━━━ VORLIEGENDER TEXT
Nach seinem zweiten Besuch am Sinai – während dessen es ihm nicht gelungen ist, den übrigen Teil des Kodex zu finden – hat Tischendorf das Faksimile einer der Karten der 1844 entdeckten Handschrift veröffentlicht, dabei ihren Herkunftsort nicht verratend. Er hat also gehofft, dass vielleicht inzwischen ein Wissenschaftler an den Sinai kam, die fehlenden Karten fand und sie nach Europa brachte. Konstantin dachte, diese Person, die diese Entdeckung gemacht habe, würde seine Veröffentlichung bemerken und mit ihm unverzüglich Kontakt aufnehmen. Dies ist aber nicht geschehen. Wegen des Scheiterns seiner cleveren Idee verzweifelt und müde von dem Warten auf das Signal von dem eventuellen Entdecker des weiteren Teils des Kodex, hat Tischendorf einen mutigen Vorsatz gefasst. Bereits während seiner Reisen hat er bemerkt, wie die russische Verwaltung von den orthodoxen Mönchen hochgeschätzt wurde. Er hat sich also entschieden, eben die russische Regierung um die Unterstützung bei dem nächsten Zug nach Osten zu bitten.
━━━━━━
» BITTE BEARBEITEN:
(a) Beantworte anhand des Textes über Tischendorf diese Fragen:
(i) Was hat Tischendorf nach seinem zweiten Besuch am Sinai veröffentlicht?
(ii) Was hat er bereits während seiner Reisen bemerkt?
(iii) Wen wollte er um Unterstützung für den nächsten Zug nach Osten bitten?
(b) Setze den Text über Tischendorf nach seinem letzten Satz in wenigen Sätzen fort.
━━━ BEREITGESTELLTE DATEN
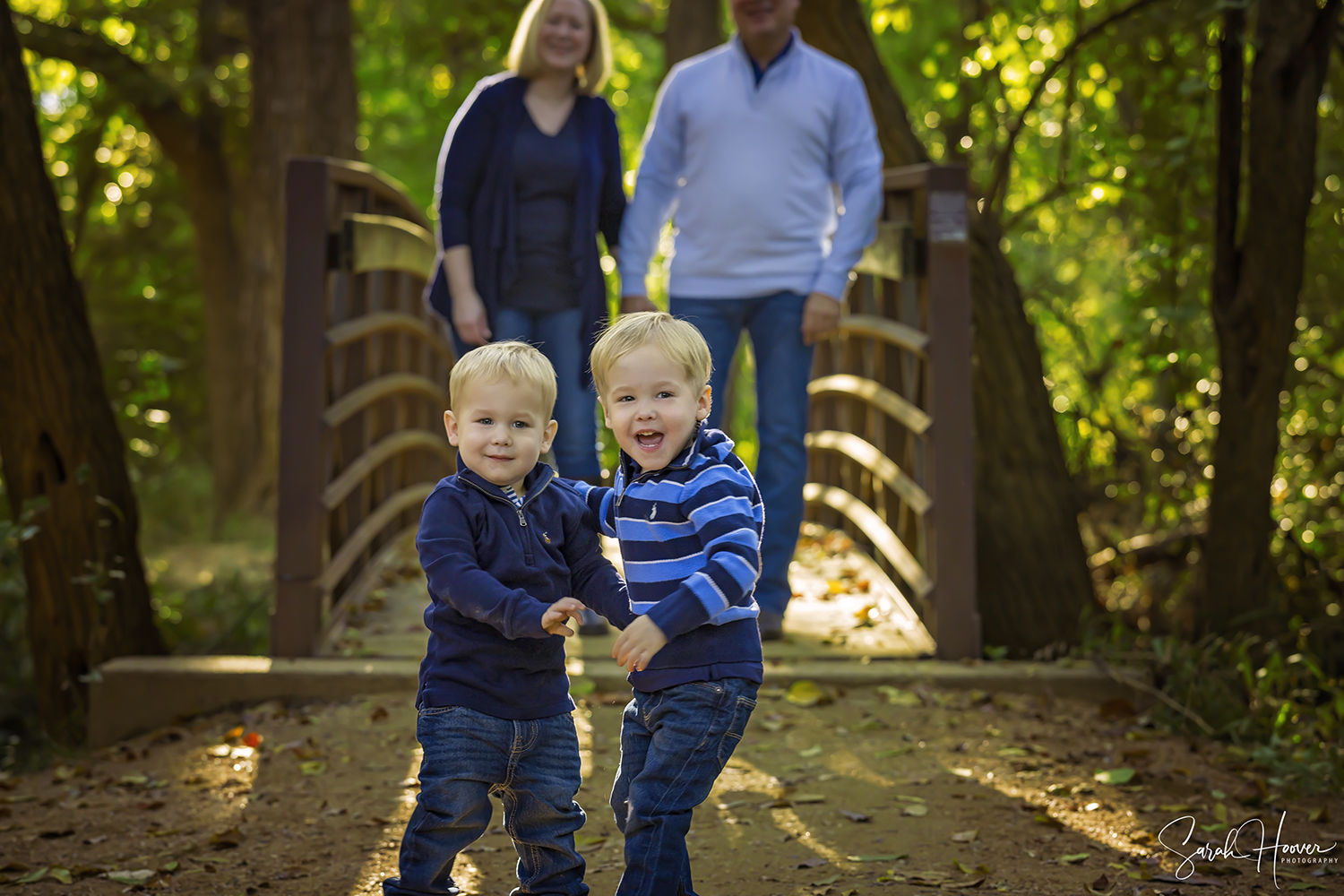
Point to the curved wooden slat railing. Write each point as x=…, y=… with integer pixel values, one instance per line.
x=365, y=386
x=892, y=443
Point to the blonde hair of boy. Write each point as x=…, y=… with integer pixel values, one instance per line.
x=524, y=59
x=508, y=359
x=676, y=339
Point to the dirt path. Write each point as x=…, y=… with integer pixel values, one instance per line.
x=854, y=796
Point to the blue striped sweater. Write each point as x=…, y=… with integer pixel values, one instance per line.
x=691, y=541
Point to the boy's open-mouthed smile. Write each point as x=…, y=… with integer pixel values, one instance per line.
x=650, y=408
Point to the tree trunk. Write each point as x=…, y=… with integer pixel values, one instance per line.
x=88, y=599
x=1032, y=581
x=1255, y=289
x=693, y=27
x=195, y=147
x=303, y=105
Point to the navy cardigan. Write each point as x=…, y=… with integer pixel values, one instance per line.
x=475, y=195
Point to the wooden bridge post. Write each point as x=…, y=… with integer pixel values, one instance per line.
x=952, y=519
x=300, y=516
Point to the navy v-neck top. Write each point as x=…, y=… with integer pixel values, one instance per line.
x=546, y=177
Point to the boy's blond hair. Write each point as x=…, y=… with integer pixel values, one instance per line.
x=524, y=59
x=679, y=340
x=515, y=360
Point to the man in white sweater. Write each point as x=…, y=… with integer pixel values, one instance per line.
x=766, y=155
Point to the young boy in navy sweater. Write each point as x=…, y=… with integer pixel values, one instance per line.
x=503, y=543
x=688, y=516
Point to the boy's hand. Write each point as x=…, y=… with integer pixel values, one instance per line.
x=556, y=616
x=637, y=643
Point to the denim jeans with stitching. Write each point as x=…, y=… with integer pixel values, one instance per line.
x=531, y=766
x=674, y=745
x=784, y=367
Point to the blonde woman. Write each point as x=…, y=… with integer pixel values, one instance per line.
x=529, y=175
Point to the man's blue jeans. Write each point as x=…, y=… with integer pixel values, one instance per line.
x=559, y=338
x=784, y=367
x=532, y=766
x=674, y=745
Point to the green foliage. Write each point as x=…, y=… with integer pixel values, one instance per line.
x=228, y=614
x=1107, y=212
x=1279, y=700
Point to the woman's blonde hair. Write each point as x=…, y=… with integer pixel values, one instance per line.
x=524, y=59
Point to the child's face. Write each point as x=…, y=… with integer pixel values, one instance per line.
x=650, y=408
x=502, y=429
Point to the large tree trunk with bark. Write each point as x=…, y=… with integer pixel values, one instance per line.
x=303, y=105
x=693, y=27
x=1255, y=287
x=88, y=599
x=1032, y=581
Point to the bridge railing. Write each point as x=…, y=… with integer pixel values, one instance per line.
x=365, y=384
x=892, y=432
x=363, y=390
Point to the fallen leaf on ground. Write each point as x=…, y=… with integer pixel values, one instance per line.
x=806, y=694
x=1117, y=708
x=898, y=697
x=894, y=751
x=1193, y=880
x=31, y=877
x=228, y=839
x=1098, y=887
x=131, y=877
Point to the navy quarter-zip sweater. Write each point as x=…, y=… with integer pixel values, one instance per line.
x=691, y=544
x=494, y=570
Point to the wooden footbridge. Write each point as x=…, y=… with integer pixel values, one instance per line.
x=365, y=387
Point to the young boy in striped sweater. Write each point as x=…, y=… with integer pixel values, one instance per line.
x=688, y=516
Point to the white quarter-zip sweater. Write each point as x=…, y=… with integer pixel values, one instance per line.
x=752, y=174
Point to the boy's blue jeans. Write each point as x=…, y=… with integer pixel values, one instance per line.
x=674, y=745
x=784, y=367
x=532, y=766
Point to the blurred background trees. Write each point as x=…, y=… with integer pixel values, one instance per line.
x=1132, y=265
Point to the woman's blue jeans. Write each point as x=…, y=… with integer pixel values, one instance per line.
x=531, y=766
x=674, y=745
x=784, y=367
x=559, y=338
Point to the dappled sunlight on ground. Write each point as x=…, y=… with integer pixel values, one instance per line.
x=862, y=791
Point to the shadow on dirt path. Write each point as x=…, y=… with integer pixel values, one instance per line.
x=867, y=791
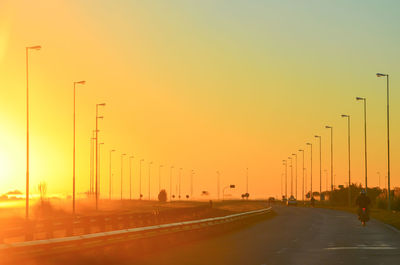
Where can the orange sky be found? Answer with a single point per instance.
(204, 86)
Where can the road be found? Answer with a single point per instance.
(301, 236)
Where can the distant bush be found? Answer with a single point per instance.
(162, 196)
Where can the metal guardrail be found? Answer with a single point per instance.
(30, 230)
(77, 243)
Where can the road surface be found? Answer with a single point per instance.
(301, 236)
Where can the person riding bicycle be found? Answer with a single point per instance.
(363, 201)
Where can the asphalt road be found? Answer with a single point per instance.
(295, 236)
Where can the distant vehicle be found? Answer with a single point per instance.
(292, 201)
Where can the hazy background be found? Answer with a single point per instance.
(202, 85)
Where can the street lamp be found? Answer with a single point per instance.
(122, 167)
(348, 151)
(295, 155)
(310, 144)
(170, 182)
(111, 151)
(140, 178)
(291, 176)
(37, 48)
(180, 175)
(320, 166)
(285, 164)
(130, 177)
(97, 153)
(388, 136)
(365, 140)
(73, 153)
(149, 178)
(331, 128)
(302, 151)
(191, 183)
(159, 178)
(218, 178)
(232, 186)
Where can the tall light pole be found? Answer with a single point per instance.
(310, 144)
(331, 128)
(27, 49)
(170, 182)
(291, 176)
(180, 175)
(130, 177)
(295, 155)
(191, 184)
(97, 151)
(320, 166)
(348, 153)
(122, 170)
(73, 152)
(218, 178)
(285, 164)
(365, 140)
(247, 180)
(149, 177)
(92, 141)
(100, 144)
(302, 151)
(388, 136)
(110, 184)
(140, 178)
(159, 178)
━━━━━━
» ERGEBNISSE:
(a)
(i) Er hat das Faksimile einer der Karten der 1844 entdeckten Handschrift veröffentlicht.
(ii) Er hat bemerkt, wie die russische Verwaltung von den orthodoxen Mönchen hochgeschätzt wurde.
(iii) Er wollte die russische Regierung um Unterstützung bitten.

(b)
Dieser Entschluss hat Kontroversen erregt. Die Mönche in Petersburg haben deutlich ihre Unzufriedenheit geäußert. Wie ist es überhaupt möglich, dass es ein Protestant wagt, sich fast an den Zaren selbst zu wenden, der im orthodoxen Lande herrscht? Die Bitte war tatsächlich an den damaligen Minister für Schulwesen Abraham Norow gerichtet. Tischendorf hat die Einzelheiten im persönlichen Gespräche erklärt, glücklicherweise war nämlich Narow kurz nach dem Erhalten der Bitte in Leipzig. Seine Petition hat Tischendorf im Herbst 1856 geschickt. Die Verwirrung dauerte fast zwei Jahre lang, jedoch im September 1858 ist die Regierung der Bitte des Wissenschaftlers nachgekommen und das Geld, um das er gebeten hat, gelangte auf sein Konto. Von einem solchen Lauf der Dinge begeistert hat Konstantin beschlossen, die siebte kritische Ausgabe des Neuen Testaments, an der er Tag und Nacht ununterbrochen drei Monate lang gearbeitet hat, möglichst schnell fertig zu kriegen. Im Januar 1859 war er bereit, wieder nach Osten zu reisen.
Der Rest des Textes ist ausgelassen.